PASSAGE GIVEN:
____
Where did the 1 come from?

Consider the following table of numbers:

$\large \begin{array} { c | c |c |c |c |c } \, & & & & & \\ \hline & \frac{1}{ 1 \times 2 } & \frac{1}{2 \times 3 } & \frac{1}{3 \times 4} & \frac{1}{4 \times 5} & \ldots \\ \hline & & \frac{1}{2 \times 3 } & \frac{1}{3 \times 4} & \frac{1}{4 \times 5} & \ldots \\ \hline & & & \frac{1}{3 \times 4} & \frac{1}{4 \times 5} & \ldots \\ \hline & & & & \frac{1}{4 \times 5} & \ldots \\ \hline & & & & & \ddots \\ \end{array}$

If we sum up the first column, we get $\frac{1}{1 \times 2 } = \frac{1}{2}$ .
____
WRITTEN REQUEST A: Pull out from the rows, unchanged, the stretch from the line that contains "yellow dry bag" through the line that contains "[459,204,478,250]".

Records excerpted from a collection
____
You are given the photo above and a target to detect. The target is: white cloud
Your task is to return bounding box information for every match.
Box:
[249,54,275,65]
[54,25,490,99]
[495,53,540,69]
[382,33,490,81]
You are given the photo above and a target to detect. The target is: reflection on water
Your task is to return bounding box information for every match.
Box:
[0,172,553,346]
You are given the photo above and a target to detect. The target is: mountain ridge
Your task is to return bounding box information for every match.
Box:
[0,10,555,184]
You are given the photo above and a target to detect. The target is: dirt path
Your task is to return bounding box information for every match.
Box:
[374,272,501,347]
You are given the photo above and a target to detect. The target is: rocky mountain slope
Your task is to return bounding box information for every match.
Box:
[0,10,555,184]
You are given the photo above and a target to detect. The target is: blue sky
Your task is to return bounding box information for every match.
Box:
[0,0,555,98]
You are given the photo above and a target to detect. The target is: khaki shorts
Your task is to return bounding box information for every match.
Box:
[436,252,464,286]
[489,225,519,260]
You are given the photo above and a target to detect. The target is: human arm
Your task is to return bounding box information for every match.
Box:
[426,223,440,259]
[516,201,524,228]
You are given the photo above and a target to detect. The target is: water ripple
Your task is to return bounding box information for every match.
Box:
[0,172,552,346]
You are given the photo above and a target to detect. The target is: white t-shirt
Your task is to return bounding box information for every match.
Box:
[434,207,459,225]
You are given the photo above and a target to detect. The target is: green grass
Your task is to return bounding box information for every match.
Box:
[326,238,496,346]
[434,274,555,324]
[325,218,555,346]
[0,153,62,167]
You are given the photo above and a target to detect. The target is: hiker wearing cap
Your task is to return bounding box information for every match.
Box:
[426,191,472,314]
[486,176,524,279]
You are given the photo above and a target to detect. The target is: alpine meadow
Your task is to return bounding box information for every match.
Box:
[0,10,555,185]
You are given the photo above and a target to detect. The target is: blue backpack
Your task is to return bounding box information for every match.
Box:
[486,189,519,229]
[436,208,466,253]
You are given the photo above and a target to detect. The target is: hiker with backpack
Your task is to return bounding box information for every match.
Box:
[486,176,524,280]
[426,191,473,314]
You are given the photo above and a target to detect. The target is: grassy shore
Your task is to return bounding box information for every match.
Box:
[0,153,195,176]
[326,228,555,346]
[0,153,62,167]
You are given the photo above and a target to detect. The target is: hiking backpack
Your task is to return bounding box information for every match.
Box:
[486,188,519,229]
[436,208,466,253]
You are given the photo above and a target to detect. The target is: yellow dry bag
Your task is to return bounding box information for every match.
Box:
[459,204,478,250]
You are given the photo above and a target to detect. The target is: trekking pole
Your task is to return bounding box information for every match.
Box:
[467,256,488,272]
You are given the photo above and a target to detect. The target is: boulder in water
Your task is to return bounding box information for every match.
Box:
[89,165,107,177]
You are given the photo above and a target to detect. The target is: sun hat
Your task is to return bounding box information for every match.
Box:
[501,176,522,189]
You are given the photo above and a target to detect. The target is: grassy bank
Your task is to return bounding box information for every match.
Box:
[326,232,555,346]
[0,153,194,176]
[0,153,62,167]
____
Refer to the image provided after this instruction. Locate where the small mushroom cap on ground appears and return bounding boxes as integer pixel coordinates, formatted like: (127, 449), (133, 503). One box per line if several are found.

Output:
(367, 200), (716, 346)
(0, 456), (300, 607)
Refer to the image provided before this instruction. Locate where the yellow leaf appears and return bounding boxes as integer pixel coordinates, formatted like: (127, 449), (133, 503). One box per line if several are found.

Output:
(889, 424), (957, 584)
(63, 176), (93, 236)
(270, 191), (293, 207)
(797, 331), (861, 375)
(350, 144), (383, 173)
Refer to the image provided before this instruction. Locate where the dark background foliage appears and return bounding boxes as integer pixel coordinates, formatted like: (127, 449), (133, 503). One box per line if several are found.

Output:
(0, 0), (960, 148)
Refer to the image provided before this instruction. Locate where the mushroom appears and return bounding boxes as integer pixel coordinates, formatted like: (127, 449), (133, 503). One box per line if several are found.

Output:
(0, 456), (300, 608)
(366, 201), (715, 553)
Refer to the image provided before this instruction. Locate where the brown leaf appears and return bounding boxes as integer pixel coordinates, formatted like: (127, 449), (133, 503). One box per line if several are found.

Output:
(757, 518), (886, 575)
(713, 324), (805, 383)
____
WRITTEN REQUEST B: In the fraction table puzzle, translate the sentence "Consider the following table of numbers:" into Spanish.

EXERCISE RESULT A:
You are given the photo above and a target to detect. The target is: yellow dry bag
Your task is to return bounding box information for every match.
Box:
[459,204,478,250]

EXERCISE RESULT B: Considera la siguiente tabla de números: